— start Text passage —
It maps the web server’s port 5000 to the host port 5000 and creates a link to the “redis” service.  This seems like a small thing but it’s the “lines” on your box and lines diagram and opens up your entire running system to programmatic control.  Pure CM just lets you change the software and the rest is largely done by inference, not explicit modeling. (I’m sure you could build something of the sort in Chef data bags or whatnot, but that’s close to saying “you could code it yourself” really.)

This approach was useful even in the VM and cloud world, but the need just wasn’t acute enough for it to emerge.  It’s like CM in general – it existed before VMs and cloud but it was always an “if we have time” afterthought – the scale of these new technologies pushed it into being a first order consideration, and then even people not using dynamic technology prioritized it. I believe service management of this sort is the same way – it didn’t “catch on” because people were not conceptually ready for it, but now that containers is forcing the issue, people will start to use this approach and understand its benefit.

CM vs. App Deployment?
— end Text passage —
— start Data excerpt —
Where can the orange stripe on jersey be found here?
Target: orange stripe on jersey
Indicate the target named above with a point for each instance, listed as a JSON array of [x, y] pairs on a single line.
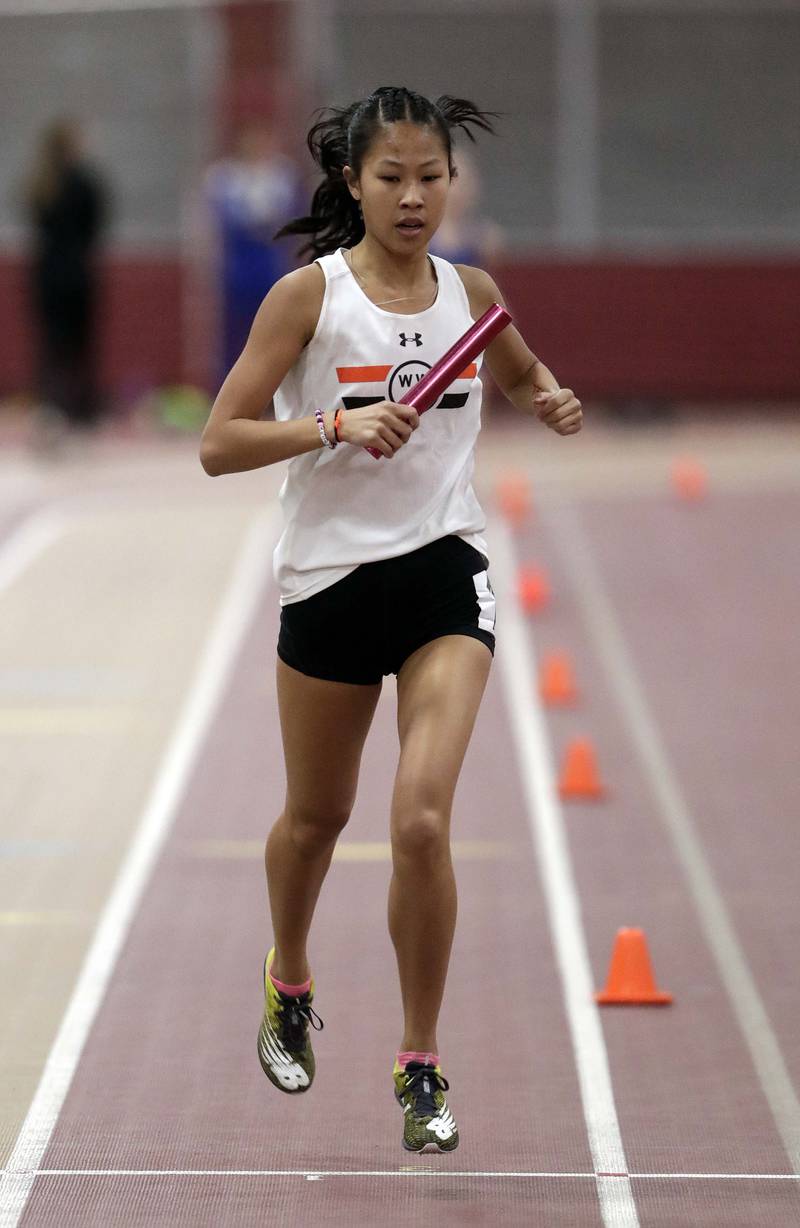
[[361, 375]]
— end Data excerpt —
Brief ->
In the passage on configuration management and containers, what does pure CM rely on for everything besides changing the software?

Correct result ->
It relies largely on inference, not explicit modeling.